## [EXERCISE MATERIALS]

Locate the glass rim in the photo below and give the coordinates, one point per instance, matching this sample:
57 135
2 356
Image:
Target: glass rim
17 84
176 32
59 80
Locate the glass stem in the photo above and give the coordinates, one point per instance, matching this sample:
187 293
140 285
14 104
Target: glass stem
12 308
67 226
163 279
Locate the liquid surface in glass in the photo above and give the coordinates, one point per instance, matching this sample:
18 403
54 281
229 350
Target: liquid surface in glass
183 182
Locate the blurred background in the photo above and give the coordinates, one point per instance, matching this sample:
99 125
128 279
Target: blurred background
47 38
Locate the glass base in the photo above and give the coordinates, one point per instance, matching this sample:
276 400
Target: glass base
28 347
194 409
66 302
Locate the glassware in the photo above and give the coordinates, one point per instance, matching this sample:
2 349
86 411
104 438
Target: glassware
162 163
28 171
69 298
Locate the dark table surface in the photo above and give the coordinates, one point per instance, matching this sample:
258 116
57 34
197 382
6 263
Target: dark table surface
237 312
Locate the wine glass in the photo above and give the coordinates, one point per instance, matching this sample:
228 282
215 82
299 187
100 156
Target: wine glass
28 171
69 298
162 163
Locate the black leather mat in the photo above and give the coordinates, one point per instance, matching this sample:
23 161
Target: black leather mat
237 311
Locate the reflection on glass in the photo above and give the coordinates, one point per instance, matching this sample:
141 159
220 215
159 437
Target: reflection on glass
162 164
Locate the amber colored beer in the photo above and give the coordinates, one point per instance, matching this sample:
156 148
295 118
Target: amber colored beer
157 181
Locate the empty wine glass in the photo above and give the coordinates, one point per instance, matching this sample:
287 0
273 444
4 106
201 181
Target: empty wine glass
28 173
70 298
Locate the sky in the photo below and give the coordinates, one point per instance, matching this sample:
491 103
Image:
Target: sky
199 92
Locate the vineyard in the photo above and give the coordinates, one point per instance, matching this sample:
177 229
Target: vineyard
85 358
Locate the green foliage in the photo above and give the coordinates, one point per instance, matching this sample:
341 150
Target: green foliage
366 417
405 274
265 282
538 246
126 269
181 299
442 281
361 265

## [EXERCISE DETAILS]
Every record should be repeated exactly; please leave none out.

## [RESPONSE TO THIS EXERCISE]
Locate the glass rim in the photo below and give the coordinates, one point per instance, matching this sample:
57 135
2 356
Image:
Target: glass rim
17 84
176 32
59 80
Locate the glass stem in the photo above and give the coordinates, one point per instance, matching this sample:
187 293
140 285
14 104
Target: glass stem
12 308
67 226
163 279
Locate the liquid surface in glass in the photo above and give the coordinates, one point per instance, matching this sample:
18 403
54 281
229 350
Target: liquid surface in glass
183 182
Locate the blurred background in the photo above and give the coordinates, one point per instance, matching this sample:
99 125
128 279
Target: blurred background
47 38
Locate the glass base in the photo above and give the coordinates, one point per instance, matching this sample:
276 400
Target: glass base
28 347
194 409
66 302
Locate the glassware in the photo above and give the coordinates, one point per instance, matching this sample:
2 349
86 411
104 438
Target: glassware
162 163
28 171
69 298
Locate the dark table surface in the photo above and give the coordinates, one point per instance, matching this sample:
258 116
57 34
197 382
6 263
Target: dark table surface
237 312
Locate the wine glass in the photo above and give the coordinates, one point per instance, matching this sample:
228 282
215 82
299 187
100 156
Target: wine glass
28 171
69 298
162 163
Locate the black leather mat in the photo above and give the coordinates, one point per instance, matching this sample:
23 161
Target: black leather mat
237 311
Locate the reflection on glass in the photo above and give the coordinates, one point per instance, matching this sample:
141 159
220 215
159 437
Target: reflection on glass
162 164
Locate the amber colored beer in the photo above and give the coordinates, one point per instance, matching this sample:
156 148
295 118
Target: amber colored beer
157 181
Locate the empty wine glass in the photo above and give the coordinates, one point per instance, matching this sample:
287 0
273 444
4 106
201 181
Target: empty wine glass
28 173
70 298
Locate the sky in the photo below and give the coordinates, one point per instance, matching this sample:
491 103
Image:
Target: sky
199 92
Locate the vineyard in the photo above and give the coordinates, one point per instance, matching this sample:
177 229
Target: vineyard
85 358
Locate the green foliage in the photo above and give the coordinates, one point per instance, matching this sample:
341 150
Target: green foliage
366 417
405 274
265 282
538 246
126 269
181 299
442 281
361 265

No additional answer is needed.